- [WORK TO BE COMPLETED]:
Begin at the line below that has "364V335L437 333L433 335L432" and stop after the line that has "positive clicks: (582, 321) (611, 326)". Please restate only those lines, word for word.

- [DATA SUPPLIED]:
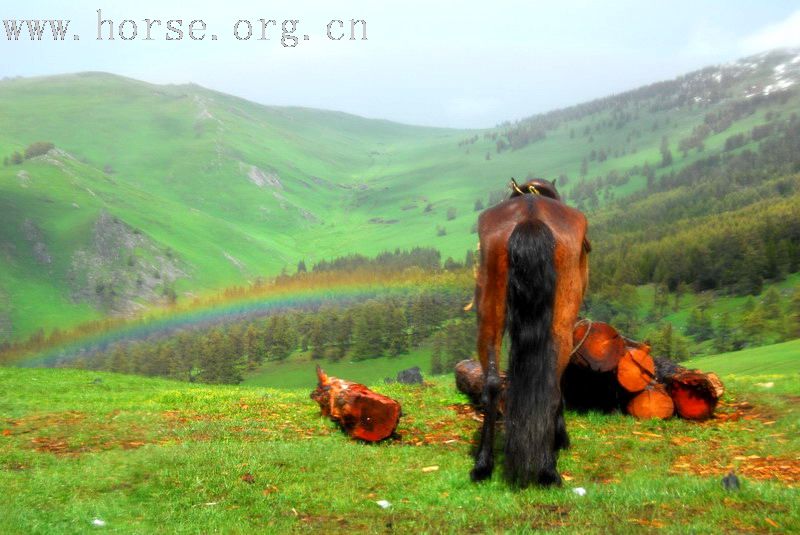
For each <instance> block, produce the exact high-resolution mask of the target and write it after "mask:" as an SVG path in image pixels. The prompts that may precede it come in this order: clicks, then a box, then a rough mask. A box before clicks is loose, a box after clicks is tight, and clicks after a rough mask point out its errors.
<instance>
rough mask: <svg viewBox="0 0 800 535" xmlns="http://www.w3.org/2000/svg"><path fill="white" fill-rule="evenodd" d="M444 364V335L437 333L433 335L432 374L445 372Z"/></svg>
mask: <svg viewBox="0 0 800 535" xmlns="http://www.w3.org/2000/svg"><path fill="white" fill-rule="evenodd" d="M444 371H445V370H444V366H443V365H442V335H441V334H436V335H435V336H434V337H433V349H432V351H431V374H432V375H440V374H442V373H444Z"/></svg>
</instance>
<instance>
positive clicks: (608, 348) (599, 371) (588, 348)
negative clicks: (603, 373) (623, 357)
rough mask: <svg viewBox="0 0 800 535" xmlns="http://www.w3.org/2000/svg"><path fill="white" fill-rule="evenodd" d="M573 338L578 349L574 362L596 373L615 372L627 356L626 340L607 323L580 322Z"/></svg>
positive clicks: (582, 321) (611, 326)
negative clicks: (602, 372) (618, 363)
mask: <svg viewBox="0 0 800 535" xmlns="http://www.w3.org/2000/svg"><path fill="white" fill-rule="evenodd" d="M572 338H573V344H574V345H575V347H576V348H577V349H576V351H575V354H574V355H573V356H572V361H573V362H575V363H576V364H578V365H579V366H585V367H588V368H591V369H592V370H594V371H596V372H608V371H611V370H613V369H614V368H616V367H617V363H619V360H620V359H621V358H622V357H623V356H624V355H625V340H624V339H623V338H622V336H620V335H619V333H618V332H617V330H616V329H614V327H612V326H611V325H609V324H607V323H602V322H599V321H596V322H594V323H589V322H583V321H581V322H578V323H577V325H576V326H575V329H574V330H573V332H572Z"/></svg>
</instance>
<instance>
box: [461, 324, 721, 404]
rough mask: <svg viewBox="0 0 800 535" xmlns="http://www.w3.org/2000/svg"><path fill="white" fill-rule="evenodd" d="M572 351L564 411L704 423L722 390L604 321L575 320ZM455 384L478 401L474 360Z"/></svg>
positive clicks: (705, 377) (708, 377) (470, 395)
mask: <svg viewBox="0 0 800 535" xmlns="http://www.w3.org/2000/svg"><path fill="white" fill-rule="evenodd" d="M573 336H574V343H575V347H576V348H577V349H576V350H575V352H574V354H573V355H572V358H571V359H570V363H569V365H568V366H567V369H566V370H565V372H564V376H563V377H562V382H561V389H562V392H563V394H564V400H565V402H566V404H567V406H568V407H571V408H573V409H576V410H602V411H606V412H608V411H613V410H623V411H625V412H627V413H628V414H630V415H632V416H635V417H636V418H670V417H671V416H672V415H673V414H675V413H677V414H678V416H680V417H682V418H686V419H689V420H705V419H707V418H710V417H711V416H712V415H713V414H714V409H715V408H716V406H717V401H718V400H719V398H720V396H722V393H723V391H724V389H723V386H722V382H721V381H720V380H719V378H718V377H717V376H716V375H715V374H714V373H702V372H700V371H698V370H687V369H686V368H684V367H682V366H678V365H677V364H675V363H674V362H672V361H671V360H669V359H665V358H660V357H655V358H654V357H652V356H651V355H650V346H649V345H647V344H642V343H639V342H636V341H634V340H630V339H627V338H625V337H623V336H621V335H620V334H619V333H618V332H617V331H616V329H614V328H613V327H612V326H610V325H608V324H606V323H600V322H590V321H586V320H584V321H581V322H579V323H578V324H577V325H576V327H575V331H574V333H573ZM456 385H457V386H458V389H459V390H461V391H462V392H464V393H466V394H467V395H469V396H470V397H471V398H472V399H473V401H475V402H477V401H478V400H479V398H480V391H481V389H482V387H483V373H482V371H481V367H480V364H479V363H477V362H475V361H462V362H459V363H458V364H457V365H456Z"/></svg>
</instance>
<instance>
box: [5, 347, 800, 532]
mask: <svg viewBox="0 0 800 535" xmlns="http://www.w3.org/2000/svg"><path fill="white" fill-rule="evenodd" d="M786 347H788V348H789V351H790V355H791V358H790V359H789V360H788V361H787V362H788V364H785V365H782V366H781V367H780V368H778V367H776V368H772V367H770V365H769V363H766V364H764V365H763V366H760V367H759V371H758V375H745V374H738V373H737V375H736V376H729V375H727V374H726V372H725V371H723V370H722V369H721V368H720V369H717V371H719V372H721V373H722V376H723V380H724V381H726V386H727V387H728V392H727V393H726V397H725V398H724V401H725V403H724V404H723V406H722V407H720V409H719V411H718V413H719V414H720V415H721V417H720V418H719V419H716V420H712V421H710V422H707V423H703V424H697V423H690V422H687V421H682V420H670V421H666V422H661V421H658V422H655V421H649V422H648V421H642V422H637V421H635V420H633V419H631V418H629V417H624V416H620V415H611V416H603V415H597V414H589V415H576V414H568V415H567V422H568V427H569V430H570V433H571V437H572V441H573V447H572V449H571V450H569V451H568V452H567V453H565V454H563V455H562V456H561V459H560V461H559V468H560V470H561V471H562V474H563V475H564V476H565V486H564V488H562V489H552V490H539V489H529V490H525V491H522V492H518V491H514V490H512V489H510V488H509V487H508V486H507V485H506V484H505V483H504V482H503V480H502V478H501V477H500V474H496V475H495V476H494V478H493V479H492V480H491V481H489V482H487V483H485V484H481V485H474V484H472V483H470V481H469V479H468V472H469V468H470V465H471V460H470V449H471V447H472V444H473V443H474V440H475V432H476V429H477V425H478V424H477V422H476V421H475V419H474V416H475V415H474V413H473V412H472V411H471V409H470V408H469V407H468V406H467V405H465V402H466V400H465V398H463V397H462V396H461V395H460V394H458V393H457V392H456V391H455V389H454V387H453V385H452V382H451V379H450V378H449V377H448V378H441V379H437V380H436V381H434V382H433V383H431V384H428V385H426V386H424V387H404V386H400V385H390V386H387V385H380V386H379V387H378V388H379V389H380V391H381V392H384V393H386V394H387V395H390V396H393V397H395V398H396V399H398V400H399V401H400V402H401V403H402V404H403V407H404V416H403V417H402V419H401V424H400V427H399V428H398V434H399V438H397V439H396V440H390V441H388V442H385V443H382V444H380V445H376V446H367V445H364V444H359V443H356V442H353V441H351V440H349V439H348V438H347V437H346V436H345V435H343V434H342V433H341V432H340V431H338V430H337V429H336V427H335V425H334V424H332V423H331V422H329V421H327V420H325V419H322V418H320V416H319V411H318V408H317V407H316V406H315V404H314V403H313V402H312V401H310V400H309V399H308V389H305V388H304V389H299V390H286V391H283V390H274V389H268V388H262V387H212V386H197V385H189V384H186V383H176V382H170V381H165V380H157V379H142V378H140V377H131V376H124V375H116V374H107V373H96V372H85V371H75V370H53V369H48V370H28V369H10V368H0V388H2V389H3V390H6V391H13V392H14V393H15V394H14V396H13V397H8V396H6V397H0V414H2V415H3V420H2V421H0V485H2V487H3V489H5V499H4V500H3V501H2V503H0V531H2V532H3V533H74V532H82V531H88V530H90V529H93V526H92V522H93V521H95V519H97V520H100V521H102V522H105V525H106V529H109V530H112V531H114V532H116V533H141V532H143V531H144V532H151V531H165V530H166V531H169V532H177V533H184V532H186V533H189V532H198V531H202V532H214V531H224V532H228V533H231V532H233V533H238V532H251V531H253V530H260V531H270V532H305V531H318V530H327V531H369V532H375V531H384V530H390V531H397V532H400V533H419V532H449V531H459V532H461V531H465V530H467V531H478V532H486V531H505V530H519V531H544V530H548V531H550V530H552V531H559V532H565V533H573V532H576V531H580V532H582V533H607V532H609V531H613V532H618V533H628V532H640V531H642V530H654V529H660V530H661V531H663V532H666V533H686V532H689V531H696V532H739V531H757V532H767V531H770V530H787V531H792V530H793V529H795V528H796V527H797V526H798V525H800V508H798V505H797V500H796V495H797V492H796V486H797V485H798V483H800V466H798V461H797V459H796V452H797V450H798V447H800V443H799V442H798V436H800V433H798V431H799V430H798V427H797V421H798V420H797V406H796V394H797V392H798V389H800V382H798V372H800V351H799V350H800V346H798V345H797V343H793V344H790V345H788V346H786ZM786 347H779V346H775V347H773V348H764V349H763V350H757V351H748V352H740V353H737V354H735V355H731V356H730V357H723V356H720V357H713V358H714V359H722V358H725V359H727V358H730V359H731V361H734V360H735V361H738V362H742V363H744V362H745V361H747V362H750V363H753V362H763V357H764V352H772V353H775V354H784V355H785V354H786V351H787V350H786ZM710 361H711V359H709V360H708V362H710ZM697 364H698V365H699V364H700V363H699V362H698V363H697ZM704 364H705V363H704ZM765 377H767V378H768V379H769V381H772V382H773V383H774V387H773V388H769V389H767V388H764V387H763V386H759V384H758V383H761V382H763V381H764V380H765V379H764V378H765ZM745 402H747V403H745ZM764 437H769V440H764ZM428 467H436V468H435V469H432V468H428ZM731 467H734V468H736V469H737V472H738V474H739V477H740V478H741V480H742V488H741V490H740V491H738V492H733V493H731V492H726V491H725V490H723V488H722V485H721V483H720V479H721V477H722V476H723V475H724V474H725V473H726V472H727V470H728V469H729V468H731ZM424 468H427V469H426V470H423V469H424ZM576 487H583V488H585V489H586V491H587V492H586V496H583V497H580V496H578V495H576V494H575V493H573V492H572V489H573V488H576ZM378 500H388V501H389V502H390V503H391V504H392V505H391V507H389V508H388V509H381V508H380V507H379V506H378V505H377V504H376V503H375V502H376V501H378Z"/></svg>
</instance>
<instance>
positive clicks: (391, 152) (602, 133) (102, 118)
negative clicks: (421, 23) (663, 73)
mask: <svg viewBox="0 0 800 535" xmlns="http://www.w3.org/2000/svg"><path fill="white" fill-rule="evenodd" d="M797 57H800V56H797V55H796V53H795V52H787V53H780V54H774V55H769V56H759V57H755V58H748V59H746V60H742V61H741V62H739V63H736V64H733V65H728V66H722V67H718V68H710V69H705V70H703V71H698V72H696V73H691V74H689V75H686V76H685V77H681V78H679V79H677V80H675V81H670V82H665V83H662V84H655V85H653V86H648V87H646V88H641V89H639V90H636V91H632V92H629V93H624V94H621V95H617V96H614V97H609V98H607V99H601V100H598V101H594V102H592V103H587V104H584V105H580V106H576V107H573V108H568V109H565V110H560V111H558V112H553V113H551V114H544V115H541V116H536V117H532V118H529V119H525V120H522V121H519V122H517V123H514V124H507V125H501V126H499V127H498V128H495V129H490V130H485V131H458V130H448V129H433V128H421V127H412V126H406V125H399V124H393V123H390V122H387V121H379V120H367V119H363V118H359V117H355V116H350V115H346V114H342V113H335V112H325V111H319V110H310V109H302V108H276V107H268V106H261V105H257V104H254V103H251V102H247V101H244V100H242V99H238V98H235V97H231V96H228V95H224V94H220V93H216V92H213V91H209V90H206V89H203V88H201V87H198V86H194V85H183V86H157V85H151V84H147V83H143V82H139V81H135V80H131V79H126V78H121V77H118V76H113V75H108V74H102V73H82V74H75V75H65V76H57V77H48V78H30V79H16V80H7V81H3V82H0V115H2V116H3V117H4V127H3V129H2V131H0V156H7V157H9V158H10V159H13V154H14V152H20V153H24V151H25V149H26V148H27V147H28V146H30V144H31V143H34V142H37V141H48V142H52V143H54V144H55V147H56V149H55V150H53V151H51V152H49V153H48V154H47V155H44V156H36V157H33V158H30V159H25V160H24V161H23V162H22V163H21V164H14V163H13V162H10V164H9V165H6V166H3V167H1V168H0V259H2V261H0V297H2V299H0V339H2V338H6V339H8V338H11V339H18V338H20V337H23V336H27V335H29V334H30V333H32V332H34V331H35V330H37V329H40V328H44V329H45V330H50V329H52V328H55V327H62V328H63V327H67V326H70V325H74V324H77V323H81V322H83V321H85V320H87V319H92V318H97V317H100V316H102V315H105V314H108V313H113V314H120V313H132V312H135V311H136V310H138V309H139V308H140V307H141V306H144V305H146V304H147V303H150V302H153V301H168V300H170V299H172V298H174V297H175V296H177V297H178V299H181V298H182V297H183V296H184V295H185V294H187V293H194V294H196V293H203V292H205V291H208V290H211V289H216V288H219V287H222V286H226V285H231V284H239V283H242V282H243V281H248V280H254V279H255V278H257V277H259V276H264V275H267V276H268V275H274V274H277V273H278V272H279V271H280V270H281V269H282V268H284V267H288V268H289V269H290V270H291V269H293V268H294V266H295V265H296V263H297V261H298V260H299V259H301V258H305V259H306V261H307V262H311V261H314V260H319V259H322V258H326V257H332V256H338V255H341V254H343V253H347V252H361V253H365V254H375V253H377V252H379V251H381V250H384V249H394V248H396V247H401V248H409V247H412V246H416V245H428V246H434V247H437V248H439V249H440V250H442V251H443V253H444V255H445V256H448V255H452V256H453V257H455V258H456V259H461V258H463V255H464V253H465V251H467V250H468V249H470V248H472V247H473V245H474V241H475V237H474V235H472V234H471V228H472V226H473V224H474V221H475V217H476V213H475V211H474V204H475V201H476V200H477V199H481V200H482V202H483V204H484V205H485V204H487V203H488V201H489V199H488V197H489V195H490V193H491V192H496V191H497V190H498V189H502V188H503V186H504V184H505V182H506V181H507V179H508V177H510V176H516V177H524V176H526V175H527V174H529V173H533V174H535V175H538V176H547V177H558V176H560V175H564V176H566V177H567V178H568V181H567V182H566V183H565V182H564V180H563V179H562V184H561V189H562V191H565V192H566V193H567V196H568V198H570V199H572V200H573V202H575V203H578V204H579V205H580V206H582V207H584V208H585V209H586V210H589V211H590V212H592V214H593V215H592V216H591V218H592V219H593V220H594V219H597V221H599V222H600V228H601V231H602V235H603V236H607V235H608V234H609V233H611V237H612V238H613V236H614V234H613V232H614V230H613V228H609V227H610V225H609V224H608V221H609V220H611V221H613V220H614V218H617V216H618V212H615V211H610V212H608V214H607V215H606V216H603V210H604V207H605V206H607V205H608V206H610V205H611V203H612V202H613V201H614V199H619V198H621V197H626V196H633V195H636V194H637V192H638V193H640V194H641V193H643V192H644V191H645V189H646V188H647V183H648V177H647V176H645V173H644V171H643V169H644V168H643V166H644V165H645V164H649V165H650V166H653V167H657V166H658V165H659V162H660V161H661V160H662V152H663V151H661V146H662V143H663V140H664V138H667V142H668V145H669V147H670V150H671V151H672V152H674V158H673V161H672V162H671V163H670V164H669V165H668V166H664V167H657V171H656V173H655V174H656V175H657V176H658V177H660V176H662V175H663V176H667V175H669V174H670V173H676V172H680V170H681V169H684V168H686V167H687V166H690V165H691V164H693V163H695V162H697V161H699V160H701V159H702V158H705V157H707V156H708V155H713V154H718V153H720V152H721V151H723V150H725V148H726V142H727V139H728V138H730V137H731V136H735V135H736V134H739V133H749V132H750V131H751V130H752V129H753V127H754V126H759V125H762V124H764V123H765V122H770V121H774V120H779V119H787V118H788V117H789V116H790V115H791V113H793V112H795V111H796V110H798V109H800V106H798V102H799V100H798V95H797V93H796V92H795V91H794V87H793V86H792V83H793V81H794V80H795V78H796V77H797V75H798V70H800V62H798V60H797ZM709 116H711V117H712V119H713V120H711V123H710V124H712V126H714V128H715V130H713V131H712V132H700V133H697V132H696V130H697V129H698V128H699V127H701V126H702V125H703V124H705V122H708V119H704V117H709ZM776 118H777V119H776ZM700 134H705V135H700ZM748 136H749V134H748ZM748 136H745V137H744V138H743V140H742V143H741V144H740V145H737V147H736V150H737V151H743V150H747V149H755V148H757V147H758V146H759V140H758V139H755V138H751V137H748ZM686 139H689V140H690V141H691V143H689V144H688V145H687V147H688V148H687V149H686V150H685V151H684V152H685V154H681V151H680V150H679V144H680V143H679V142H680V141H682V140H686ZM692 140H694V141H692ZM698 140H699V141H698ZM692 143H693V144H692ZM698 143H700V145H702V147H700V146H699V145H698ZM601 153H602V154H601ZM584 160H586V165H583V161H584ZM582 168H585V169H582ZM582 171H585V173H582ZM581 175H585V176H584V177H583V178H582V179H581ZM609 177H610V178H609ZM615 177H616V178H615ZM665 194H669V192H667V193H665ZM662 195H664V194H662ZM704 195H709V193H708V192H706V193H704ZM759 195H762V194H759ZM770 195H771V194H770ZM762 196H763V195H762ZM659 202H660V201H659ZM787 202H788V201H787ZM451 209H453V210H454V212H451V213H450V214H449V215H448V212H449V211H450V210H451ZM642 209H643V210H647V205H642ZM623 230H624V229H623ZM603 241H606V240H603ZM608 241H609V242H610V241H611V239H610V238H609V239H608Z"/></svg>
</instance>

- [SOLUTION TO THE EXERCISE]:
rough mask: <svg viewBox="0 0 800 535" xmlns="http://www.w3.org/2000/svg"><path fill="white" fill-rule="evenodd" d="M444 364V335L437 333L433 335L432 374L445 372Z"/></svg>
mask: <svg viewBox="0 0 800 535" xmlns="http://www.w3.org/2000/svg"><path fill="white" fill-rule="evenodd" d="M444 371H445V370H444V366H443V365H442V335H441V334H436V335H435V336H434V337H433V349H432V351H431V374H432V375H440V374H442V373H444Z"/></svg>
</instance>
<instance>
positive clicks: (608, 348) (599, 371) (588, 348)
negative clicks: (603, 373) (623, 357)
rough mask: <svg viewBox="0 0 800 535" xmlns="http://www.w3.org/2000/svg"><path fill="white" fill-rule="evenodd" d="M573 338L578 349L574 362L596 373L615 372L627 356L626 340L607 323L580 322Z"/></svg>
positive clicks: (582, 321) (611, 326)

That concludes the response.